__Exercise__. Output every one of the following records verbatim, leaving each line unchanged.

__Supplied material__.
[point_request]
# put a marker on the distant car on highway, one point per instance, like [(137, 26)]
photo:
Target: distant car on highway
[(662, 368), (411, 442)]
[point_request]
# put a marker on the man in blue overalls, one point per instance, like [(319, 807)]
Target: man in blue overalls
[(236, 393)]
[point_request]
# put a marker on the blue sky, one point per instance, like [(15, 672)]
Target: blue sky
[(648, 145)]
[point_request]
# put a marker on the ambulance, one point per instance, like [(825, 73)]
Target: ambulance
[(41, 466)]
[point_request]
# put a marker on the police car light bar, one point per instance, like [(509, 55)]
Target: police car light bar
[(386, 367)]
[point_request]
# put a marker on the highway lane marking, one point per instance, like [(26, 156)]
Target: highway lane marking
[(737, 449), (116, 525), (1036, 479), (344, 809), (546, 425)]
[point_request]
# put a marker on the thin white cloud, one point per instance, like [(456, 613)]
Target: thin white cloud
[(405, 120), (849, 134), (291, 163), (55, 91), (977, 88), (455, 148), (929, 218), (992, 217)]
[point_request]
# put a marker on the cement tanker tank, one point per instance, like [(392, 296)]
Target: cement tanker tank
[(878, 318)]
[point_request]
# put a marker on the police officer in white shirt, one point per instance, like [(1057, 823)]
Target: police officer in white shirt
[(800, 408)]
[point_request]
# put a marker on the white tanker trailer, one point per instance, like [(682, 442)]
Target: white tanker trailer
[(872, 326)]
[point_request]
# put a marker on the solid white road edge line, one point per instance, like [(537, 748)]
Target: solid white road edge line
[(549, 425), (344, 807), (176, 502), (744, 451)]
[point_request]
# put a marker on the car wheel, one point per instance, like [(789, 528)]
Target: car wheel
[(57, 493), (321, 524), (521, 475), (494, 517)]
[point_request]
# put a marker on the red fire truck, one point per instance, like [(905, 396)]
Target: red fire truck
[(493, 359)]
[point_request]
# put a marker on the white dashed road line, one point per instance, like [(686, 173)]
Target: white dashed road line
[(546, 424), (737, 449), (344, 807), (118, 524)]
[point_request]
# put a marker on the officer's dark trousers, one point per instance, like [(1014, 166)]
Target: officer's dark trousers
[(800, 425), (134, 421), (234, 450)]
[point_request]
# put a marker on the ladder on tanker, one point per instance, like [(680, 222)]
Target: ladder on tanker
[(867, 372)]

__Exercise result__.
[point_request]
# put a marker on the distant car on highway, one point per instance, like [(137, 26)]
photo:
Target: distant car on highway
[(662, 368), (411, 442)]
[point_request]
# put a marker on the man in blue overalls, one point per instance, like [(319, 807)]
Target: man in blue overalls
[(236, 393)]
[point_request]
# put a marker on the blue sky, one point per instance, like [(15, 672)]
Target: blue sky
[(648, 145)]
[point_request]
# put a marker on the ambulance, one point per instance, like [(825, 73)]
Target: ambulance
[(41, 466)]
[point_request]
# put a marker on the police car light bar, one point per instance, like [(509, 55)]
Target: police car light bar
[(386, 367)]
[point_request]
# put a marker on the highway lane marking, one point per instance, like [(26, 156)]
Target: highway lane marking
[(737, 449), (116, 525), (1036, 479), (344, 809), (546, 425)]
[point_request]
# put a marker on the thin white cloud, one point per instance, like [(456, 613)]
Target: thin white cloud
[(405, 120), (849, 134), (291, 163), (55, 91), (977, 88), (455, 148), (929, 218), (992, 217)]
[point_request]
# put a marker on the cement tanker tank, one point per instance, like [(392, 296)]
Target: cement tanker tank
[(878, 318)]
[point_request]
# put a marker on the police officer in white shirt, one point per instance, like [(1057, 823)]
Target: police officer in white shirt
[(800, 408)]
[point_request]
# put a marker on the white tanker trailer, one point per instance, like [(682, 442)]
Target: white tanker trailer
[(872, 326)]
[point_request]
# put a marker on the solid white road edge line, one point per instance, like [(537, 748)]
Target: solid white road edge line
[(549, 425), (344, 807), (176, 502), (744, 451)]
[point_request]
# put a marker on the car wheel, one point per instance, like [(789, 528)]
Target: car wheel
[(57, 493), (321, 524), (521, 475), (494, 517)]
[point_request]
# put a marker on the red fire truck, one point per instance, like [(905, 396)]
Target: red fire truck
[(493, 359)]
[point_request]
# put a marker on the white dashed road line, one point per instance, like [(686, 173)]
Target: white dashed road line
[(546, 424), (737, 449), (344, 807), (118, 524)]
[point_request]
# put a marker on the officer's dark trousers, one point per instance, like [(1014, 166)]
Target: officer's dark trousers
[(800, 425), (134, 421), (234, 450)]
[point_request]
# put a marker on the ladder on tanker, one point per instance, like [(680, 222)]
Target: ladder on tanker
[(867, 372)]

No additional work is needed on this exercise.